**Exercise passage**.

School and university can cause extreme stress for children and adolescents.
School and university stress can be driven by many different factors, including but not limited to: pressures to do well, making friendships and fitting in, expectations from parents, teachers or coaches, difficulties in learning and understanding, deadlines, financial pressures and changes in environment.
Some stress can help with getting work done, allowing for more focus and more sustained concentration, but too much stress can overwhelm children and adolescents, often interrupting or inhibiting their studies.
Stress often has accompanying physical symptoms such as: headaches, stomach aches, butterflies or nausea and exhaustion. If your child has been complaining of any of these symptoms regularly and in relation to school or university events such as starting new classes or exams, they may be under stress.
Children and teenagers may find it difficult to recognise and convey when they are experiencing stress, but it may be demonstrated through changes in their behaviour.

**Provided data**.
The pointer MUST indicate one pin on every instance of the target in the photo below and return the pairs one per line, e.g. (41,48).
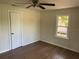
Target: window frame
(58,26)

**Exercises to complete**.
**1.** What physical symptoms does the passage on school and university stress say often accompany stress?
**2.** Write the next few sentences of the passage on school and university stress, picking up after its final sentence.

**Answers for the tasks**.
**1.** Headaches, stomach aches, butterflies or nausea, and exhaustion.

**2.**
Common changes can include:
- Moodiness or irritability
- Teariness or crying
- Withdrawal from long-time friendships for a new set of peers
- Withdrawal from activities that used to give them pleasure
- Expressing new hostility toward family members and teachers
- Seeming worried and anxious
- Complaining more than usual about school or college
- Displaying surprising fearful reactions
- Being clingy to parents or teachers
- Sleeping too much or too little
- Eating too much or too little
- Confiding in peers and avoiding parents
If you recognise some or all of the above, you may be a parent of a young person who is suffering with stress. If so, it is best to get help from a psychologist who is trained in how to treat stress in children and adolescents.
They can help your child to recognise their stress and arm them with effective coping strategies for future episodes.